= Data for this exercise =
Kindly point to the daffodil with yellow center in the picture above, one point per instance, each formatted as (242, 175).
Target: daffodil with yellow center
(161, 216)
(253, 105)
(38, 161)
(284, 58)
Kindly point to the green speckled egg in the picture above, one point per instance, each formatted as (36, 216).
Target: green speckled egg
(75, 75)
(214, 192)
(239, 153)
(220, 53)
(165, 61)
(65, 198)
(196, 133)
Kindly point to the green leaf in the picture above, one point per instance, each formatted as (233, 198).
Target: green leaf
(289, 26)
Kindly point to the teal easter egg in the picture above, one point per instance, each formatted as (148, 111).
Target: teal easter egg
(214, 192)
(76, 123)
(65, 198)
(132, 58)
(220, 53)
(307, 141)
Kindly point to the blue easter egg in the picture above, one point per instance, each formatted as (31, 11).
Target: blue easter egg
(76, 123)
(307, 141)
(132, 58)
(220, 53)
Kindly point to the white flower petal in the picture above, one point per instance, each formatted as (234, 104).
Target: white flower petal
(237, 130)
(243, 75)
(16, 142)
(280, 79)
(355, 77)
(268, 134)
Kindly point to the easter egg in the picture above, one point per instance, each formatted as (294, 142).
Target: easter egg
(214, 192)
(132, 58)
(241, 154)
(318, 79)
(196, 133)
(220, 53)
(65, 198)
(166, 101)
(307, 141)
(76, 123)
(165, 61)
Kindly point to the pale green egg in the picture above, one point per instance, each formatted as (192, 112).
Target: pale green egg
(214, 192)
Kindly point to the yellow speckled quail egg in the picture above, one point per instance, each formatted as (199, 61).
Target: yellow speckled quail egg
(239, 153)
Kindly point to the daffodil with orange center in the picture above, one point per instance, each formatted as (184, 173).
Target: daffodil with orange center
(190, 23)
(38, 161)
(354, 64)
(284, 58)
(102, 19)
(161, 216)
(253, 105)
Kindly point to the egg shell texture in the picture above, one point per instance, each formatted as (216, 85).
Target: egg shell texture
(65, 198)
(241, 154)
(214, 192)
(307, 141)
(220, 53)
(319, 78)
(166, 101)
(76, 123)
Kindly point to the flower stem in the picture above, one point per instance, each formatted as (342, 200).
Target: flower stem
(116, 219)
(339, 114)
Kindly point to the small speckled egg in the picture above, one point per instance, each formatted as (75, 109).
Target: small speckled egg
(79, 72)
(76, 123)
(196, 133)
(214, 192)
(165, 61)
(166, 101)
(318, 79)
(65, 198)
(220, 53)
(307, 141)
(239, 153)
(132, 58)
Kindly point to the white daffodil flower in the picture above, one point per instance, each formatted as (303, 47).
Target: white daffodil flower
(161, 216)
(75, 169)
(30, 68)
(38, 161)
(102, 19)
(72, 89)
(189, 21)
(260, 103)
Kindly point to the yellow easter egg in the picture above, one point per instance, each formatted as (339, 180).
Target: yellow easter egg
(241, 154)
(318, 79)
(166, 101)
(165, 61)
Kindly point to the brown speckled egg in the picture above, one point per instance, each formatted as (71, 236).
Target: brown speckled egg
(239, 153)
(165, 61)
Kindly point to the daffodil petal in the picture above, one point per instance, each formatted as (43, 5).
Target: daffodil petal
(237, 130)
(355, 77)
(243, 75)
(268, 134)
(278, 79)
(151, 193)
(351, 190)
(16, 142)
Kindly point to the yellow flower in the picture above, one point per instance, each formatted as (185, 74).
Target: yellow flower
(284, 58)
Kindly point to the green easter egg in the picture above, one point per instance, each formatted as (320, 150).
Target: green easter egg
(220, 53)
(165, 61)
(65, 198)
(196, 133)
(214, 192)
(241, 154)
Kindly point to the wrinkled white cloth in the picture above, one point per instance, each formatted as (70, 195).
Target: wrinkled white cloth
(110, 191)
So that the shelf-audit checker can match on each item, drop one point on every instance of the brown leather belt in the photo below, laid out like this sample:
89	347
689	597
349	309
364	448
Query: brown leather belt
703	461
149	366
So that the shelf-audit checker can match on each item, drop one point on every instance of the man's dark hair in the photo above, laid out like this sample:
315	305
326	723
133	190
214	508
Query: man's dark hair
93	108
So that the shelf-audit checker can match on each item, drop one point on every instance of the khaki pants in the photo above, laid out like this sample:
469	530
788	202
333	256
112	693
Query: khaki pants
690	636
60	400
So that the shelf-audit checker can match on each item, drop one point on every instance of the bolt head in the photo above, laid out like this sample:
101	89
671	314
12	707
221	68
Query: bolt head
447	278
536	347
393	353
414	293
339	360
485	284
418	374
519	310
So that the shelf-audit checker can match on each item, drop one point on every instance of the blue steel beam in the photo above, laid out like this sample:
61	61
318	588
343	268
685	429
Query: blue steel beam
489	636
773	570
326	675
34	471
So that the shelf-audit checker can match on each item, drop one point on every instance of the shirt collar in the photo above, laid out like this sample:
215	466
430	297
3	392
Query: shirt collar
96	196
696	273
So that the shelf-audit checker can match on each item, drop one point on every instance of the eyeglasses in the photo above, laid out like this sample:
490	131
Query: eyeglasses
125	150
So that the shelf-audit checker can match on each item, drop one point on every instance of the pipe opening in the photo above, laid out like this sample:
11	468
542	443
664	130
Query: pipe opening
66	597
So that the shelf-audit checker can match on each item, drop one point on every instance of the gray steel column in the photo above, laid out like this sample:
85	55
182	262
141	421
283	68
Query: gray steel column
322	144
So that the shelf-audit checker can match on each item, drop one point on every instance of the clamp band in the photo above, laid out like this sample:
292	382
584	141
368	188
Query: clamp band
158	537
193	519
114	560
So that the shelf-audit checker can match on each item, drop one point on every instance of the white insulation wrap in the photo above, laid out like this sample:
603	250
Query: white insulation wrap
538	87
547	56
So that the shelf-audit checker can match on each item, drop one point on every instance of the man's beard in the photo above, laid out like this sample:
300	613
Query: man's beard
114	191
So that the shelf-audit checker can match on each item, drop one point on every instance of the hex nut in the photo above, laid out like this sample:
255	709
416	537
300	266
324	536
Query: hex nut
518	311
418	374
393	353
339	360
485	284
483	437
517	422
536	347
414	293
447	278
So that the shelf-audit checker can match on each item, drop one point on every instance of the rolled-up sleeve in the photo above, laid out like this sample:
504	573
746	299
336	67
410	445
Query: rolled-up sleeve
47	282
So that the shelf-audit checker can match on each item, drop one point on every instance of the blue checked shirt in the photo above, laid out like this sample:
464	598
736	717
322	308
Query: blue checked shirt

= What to produce =
This task needs one value: the number of lines in the material above that contain the word "checked".

= Reply =
2